**What to produce:**
Please convert the records below into a two-column CSV with the header input,output and one row per record. Put each record's text under input and its answer under output, with each value in a single quoted field and line breaks replaced by spaces.

****************************************

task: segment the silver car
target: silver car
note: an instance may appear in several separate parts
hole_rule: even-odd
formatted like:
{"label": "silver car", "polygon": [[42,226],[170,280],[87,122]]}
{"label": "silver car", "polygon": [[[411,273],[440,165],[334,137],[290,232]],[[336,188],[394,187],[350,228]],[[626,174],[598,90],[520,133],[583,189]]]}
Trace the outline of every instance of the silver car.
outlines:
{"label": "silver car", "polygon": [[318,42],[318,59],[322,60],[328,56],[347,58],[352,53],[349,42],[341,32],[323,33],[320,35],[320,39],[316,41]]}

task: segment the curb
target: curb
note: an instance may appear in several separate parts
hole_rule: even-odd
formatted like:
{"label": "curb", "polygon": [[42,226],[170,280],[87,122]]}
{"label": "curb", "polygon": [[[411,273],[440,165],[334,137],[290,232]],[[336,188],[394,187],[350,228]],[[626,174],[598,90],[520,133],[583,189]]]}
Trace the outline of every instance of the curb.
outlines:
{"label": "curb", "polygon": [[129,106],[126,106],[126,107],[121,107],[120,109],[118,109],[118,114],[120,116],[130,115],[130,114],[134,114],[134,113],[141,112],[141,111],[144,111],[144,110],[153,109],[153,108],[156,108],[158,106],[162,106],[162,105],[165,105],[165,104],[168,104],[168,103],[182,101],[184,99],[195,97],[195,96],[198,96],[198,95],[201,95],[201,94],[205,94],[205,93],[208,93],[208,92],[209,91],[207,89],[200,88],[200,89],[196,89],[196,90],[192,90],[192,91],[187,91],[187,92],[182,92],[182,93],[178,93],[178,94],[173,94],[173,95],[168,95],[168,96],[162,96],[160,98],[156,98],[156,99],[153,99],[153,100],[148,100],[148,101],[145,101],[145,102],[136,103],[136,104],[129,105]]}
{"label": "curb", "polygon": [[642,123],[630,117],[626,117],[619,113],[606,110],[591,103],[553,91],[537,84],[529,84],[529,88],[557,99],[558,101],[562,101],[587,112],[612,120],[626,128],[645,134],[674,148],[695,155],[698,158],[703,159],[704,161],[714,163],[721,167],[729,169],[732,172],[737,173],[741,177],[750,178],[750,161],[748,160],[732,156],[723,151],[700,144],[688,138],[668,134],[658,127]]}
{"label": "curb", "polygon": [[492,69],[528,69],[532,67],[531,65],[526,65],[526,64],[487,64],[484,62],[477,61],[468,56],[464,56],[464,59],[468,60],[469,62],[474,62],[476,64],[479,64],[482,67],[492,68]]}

****************************************

**Task solution:**
input,output
"task: segment the silver car target: silver car note: an instance may appear in several separate parts hole_rule: even-odd formatted like: {""label"": ""silver car"", ""polygon"": [[42,226],[170,280],[87,122]]} {""label"": ""silver car"", ""polygon"": [[[411,273],[440,165],[334,137],[290,232]],[[336,188],[394,187],[350,228]],[[626,174],[598,90],[520,133],[583,189]]]} Trace the outline of every instance of the silver car. outlines:","{""label"": ""silver car"", ""polygon"": [[318,42],[318,59],[322,60],[328,56],[347,58],[352,53],[349,42],[341,32],[323,33],[320,35],[320,39],[316,41]]}"
"task: segment the curb target: curb note: an instance may appear in several separate parts hole_rule: even-odd formatted like: {""label"": ""curb"", ""polygon"": [[42,226],[170,280],[87,122]]} {""label"": ""curb"", ""polygon"": [[[411,273],[440,165],[334,137],[290,232]],[[336,188],[394,187],[350,228]],[[626,174],[598,90],[520,133],[583,189]]]} Trace the outline of every instance of the curb. outlines:","{""label"": ""curb"", ""polygon"": [[129,106],[126,106],[126,107],[121,107],[120,109],[118,109],[118,114],[120,116],[130,115],[130,114],[134,114],[134,113],[141,112],[141,111],[144,111],[144,110],[153,109],[153,108],[156,108],[158,106],[162,106],[162,105],[165,105],[165,104],[168,104],[168,103],[182,101],[184,99],[195,97],[195,96],[198,96],[198,95],[201,95],[201,94],[205,94],[205,93],[208,93],[208,92],[209,91],[207,89],[200,88],[200,89],[196,89],[196,90],[192,90],[192,91],[187,91],[187,92],[182,92],[182,93],[178,93],[178,94],[173,94],[173,95],[168,95],[168,96],[162,96],[160,98],[156,98],[156,99],[153,99],[153,100],[148,100],[148,101],[145,101],[145,102],[136,103],[136,104],[129,105]]} {""label"": ""curb"", ""polygon"": [[642,123],[630,117],[626,117],[619,113],[606,110],[591,103],[553,91],[537,84],[529,84],[529,88],[557,99],[558,101],[562,101],[587,112],[612,120],[626,128],[645,134],[674,148],[695,155],[698,158],[703,159],[704,161],[714,163],[721,167],[729,169],[732,172],[737,173],[741,177],[750,178],[750,161],[748,160],[732,156],[723,151],[700,144],[688,138],[668,134],[658,127]]} {""label"": ""curb"", ""polygon"": [[492,69],[528,69],[532,67],[531,65],[526,65],[526,64],[487,64],[484,62],[477,61],[468,56],[464,56],[464,59],[468,60],[469,62],[474,62],[476,64],[479,64],[482,67],[492,68]]}"